* [ÉNONCÉ 1]: Transcrivez sans rien changer le passage de l'arrêt allant de "Composition" à "2, 1204 Genève.".

* [TEXTE PRÉSENTÉ]:
•••

Arrêt du 6 novembre 2008 
Ire Cour de droit public 
 
Composition 
MM. les Juges Féraud, Président, Fonjallaz et Eusebio. 
Greffier: M. Rittener. 
 
Parties 
A.________, 
recourant, représenté par Me Philip Grant, avocat, 
 
contre 
 
Conseil d'Etat du canton de Genève, 
rue de l'Hôtel-de-Ville 2, 1204 Genève. 
 
Objet 
rapports de travail de droit public, 
 
recours contre l'arrêt du Tribunal administratif du canton de Genève du 4 septembre 2007. 
 
Faits: 
 
A. 
Par arrêté du 17 novembre 1999, le Conseil d'Etat du canton de Genève a nommé A.________ en qualité de professeur auprès de l'Ecole de traduction et d'interprétation de l'Université de Genève du 1er décembre 1999 au 30 septembre 2003. Par arrêté du 19 mars 2003, A.________ a été nommé professeur associé du 1er octobre 2003 au 30 septembre 2006. Par arrêté du 29 novembre 2006, cet engagement a été renouvelé du 1er octobre 2006 au 31 juillet 2007. Enfin, par arrêté du 10 janvier 2007, le Conseil d'Etat a décidé que le mandat de A.________ ne serait pas renouvelé au 31 juillet 2007. Cet arrêté n'indiquait aucune voie de recours. 
 
B. 
Le 16 février 2007, A.________ a recouru contre cette décision auprès du Tribunal administratif du canton de Genève (ci-après: le Tribunal administratif). Il concluait à l'annulation de l'arrêté précité et se plaignait principalement d'une violation de son droit d'être entendu. 
Par arrêt du 4 septembre 2007, le Tribunal administratif a déclaré ce recours irrecevable. Il s'est fondé sur l'art. 56B al. 4 let. a de la loi cantonale du 22 novembre 1941 sur l'organisation judiciaire (LOJ; RSG E 2 05), aux termes duquel les décisions concernant le statut et les rapports de service des fonctionnaires et autres membres du personnel de l'Etat, des communes et des autres corporations et établissements de droit public ne peuvent faire l'objet d'un recours au Tribunal administratif que si une disposition légale, réglementaire ou statutaire le prévoit. Or, le non-renouvellement du mandat d'un professeur est régi par la loi cantonale du 26 mai 1973 sur l'université (LU; RSG C 1 30), qui ne prévoit pas de compétence du Tribunal administratif à cet égard. Cette autorité a donc transmis la cause à la Commission de recours de l'université "afin que celle-ci se détermine sur sa propre compétence". 
 
C. 
Agissant par la voie du recours en matière de droit public et du recours constitutionnel subsidiaire, A.________ demande au Tribunal fédéral d'annuler cet arrêt et de renvoyer la cause au Tribunal administratif pour qu'il se déclare compétent pour connaître du litige, subsidiairement d'annuler l'arrêté du Conseil d'Etat du 10 janvier 2007 et de renvoyer la cause à cette autorité pour nouvelle décision, plus subsidiairement encore d'"acheminer le recourant à rapporter, par toutes voies de droit applicables, la preuve des faits allégués dans [son] recours". Il invoque le droit d'avoir accès à un tribunal conformément aux art. 6 CEDH et 29a Cst. et se plaint d'une violation de ces dispositions. Il se prévaut également de l'interdiction du déni de justice formel, au sens de l'art. 29 al. 1 Cst.

•••

Éléments d'identification d'emplacement:
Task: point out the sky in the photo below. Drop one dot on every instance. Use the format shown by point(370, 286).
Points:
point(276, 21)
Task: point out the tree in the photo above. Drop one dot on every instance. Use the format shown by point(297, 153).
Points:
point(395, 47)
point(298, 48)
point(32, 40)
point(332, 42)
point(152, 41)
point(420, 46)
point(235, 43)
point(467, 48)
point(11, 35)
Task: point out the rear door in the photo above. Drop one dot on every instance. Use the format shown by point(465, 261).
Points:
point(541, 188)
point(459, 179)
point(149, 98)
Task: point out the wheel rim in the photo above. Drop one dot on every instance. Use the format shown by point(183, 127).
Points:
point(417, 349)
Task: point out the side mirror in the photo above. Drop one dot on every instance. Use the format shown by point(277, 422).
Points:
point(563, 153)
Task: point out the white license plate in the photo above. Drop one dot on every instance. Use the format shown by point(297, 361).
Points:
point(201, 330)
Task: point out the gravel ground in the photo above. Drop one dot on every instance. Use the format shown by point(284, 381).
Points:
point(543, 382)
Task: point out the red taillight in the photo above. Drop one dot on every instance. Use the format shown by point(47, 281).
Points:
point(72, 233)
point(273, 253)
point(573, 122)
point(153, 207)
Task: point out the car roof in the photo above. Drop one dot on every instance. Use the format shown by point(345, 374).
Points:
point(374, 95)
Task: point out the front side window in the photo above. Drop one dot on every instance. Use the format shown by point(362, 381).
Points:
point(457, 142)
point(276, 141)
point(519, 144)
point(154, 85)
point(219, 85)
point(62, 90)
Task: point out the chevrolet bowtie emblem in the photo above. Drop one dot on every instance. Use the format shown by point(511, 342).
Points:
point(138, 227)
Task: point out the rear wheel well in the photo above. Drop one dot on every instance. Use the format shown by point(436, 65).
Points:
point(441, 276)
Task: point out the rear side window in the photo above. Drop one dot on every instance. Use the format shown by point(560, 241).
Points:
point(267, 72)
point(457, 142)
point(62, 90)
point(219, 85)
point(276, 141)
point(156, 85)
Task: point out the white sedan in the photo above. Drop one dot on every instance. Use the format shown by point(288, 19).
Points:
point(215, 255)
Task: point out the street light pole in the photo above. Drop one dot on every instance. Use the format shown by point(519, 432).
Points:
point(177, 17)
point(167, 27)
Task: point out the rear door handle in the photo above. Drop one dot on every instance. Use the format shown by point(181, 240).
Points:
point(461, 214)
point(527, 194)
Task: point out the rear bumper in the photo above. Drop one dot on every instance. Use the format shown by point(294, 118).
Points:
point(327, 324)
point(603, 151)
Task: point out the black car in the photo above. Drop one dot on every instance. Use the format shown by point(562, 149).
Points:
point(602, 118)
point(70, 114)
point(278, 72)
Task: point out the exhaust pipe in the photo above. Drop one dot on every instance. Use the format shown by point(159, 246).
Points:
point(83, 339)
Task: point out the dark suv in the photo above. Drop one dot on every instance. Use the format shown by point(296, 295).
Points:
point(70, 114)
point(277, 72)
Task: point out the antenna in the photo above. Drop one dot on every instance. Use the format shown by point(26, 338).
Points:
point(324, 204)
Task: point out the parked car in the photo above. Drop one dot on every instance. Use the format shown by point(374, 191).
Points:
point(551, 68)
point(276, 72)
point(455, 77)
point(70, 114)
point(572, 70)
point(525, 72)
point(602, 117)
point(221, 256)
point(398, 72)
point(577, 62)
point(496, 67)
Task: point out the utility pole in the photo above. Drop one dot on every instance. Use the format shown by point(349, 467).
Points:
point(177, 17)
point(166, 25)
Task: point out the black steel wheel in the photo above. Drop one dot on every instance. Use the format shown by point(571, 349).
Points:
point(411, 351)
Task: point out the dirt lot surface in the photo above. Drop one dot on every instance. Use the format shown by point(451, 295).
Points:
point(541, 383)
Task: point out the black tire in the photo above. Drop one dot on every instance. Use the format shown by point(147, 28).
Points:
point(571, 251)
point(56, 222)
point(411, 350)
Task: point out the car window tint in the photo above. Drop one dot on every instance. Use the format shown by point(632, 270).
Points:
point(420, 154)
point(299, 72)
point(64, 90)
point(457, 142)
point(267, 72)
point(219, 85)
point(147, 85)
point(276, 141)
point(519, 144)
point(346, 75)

•••

* [ÉNONCÉ 2]: Restituez sous forme de CSV à deux colonnes, entree et sortie, les enregistrements allant de la ligne contenant "Task: point out the dark" à la ligne contenant "point(324, 204)", ces deux lignes comprises. Faites une ligne par texte accompagné de sa réponse, avec chaque valeur dans un champ entre guillemets et les sauts de ligne remplacés par des espaces.

* [RÉSULTAT ATTENDU 1]:
Composition 
MM. les Juges Féraud, Président, Fonjallaz et Eusebio. 
Greffier: M. Rittener. 
 
Parties 
A.________, 
recourant, représenté par Me Philip Grant, avocat, 
 
contre 
 
Conseil d'Etat du canton de Genève, 
rue de l'Hôtel-de-Ville 2, 1204 Genève.

* [RÉSULTAT ATTENDU 2]:
entree,sortie
"Task: point out the dark suv in the photo above. Drop one dot on every instance. Use the format shown by point(296, 295). Points:","point(70, 114) point(277, 72)"
"Task: point out the antenna in the photo above. Drop one dot on every instance. Use the format shown by point(26, 338). Points:","point(324, 204)"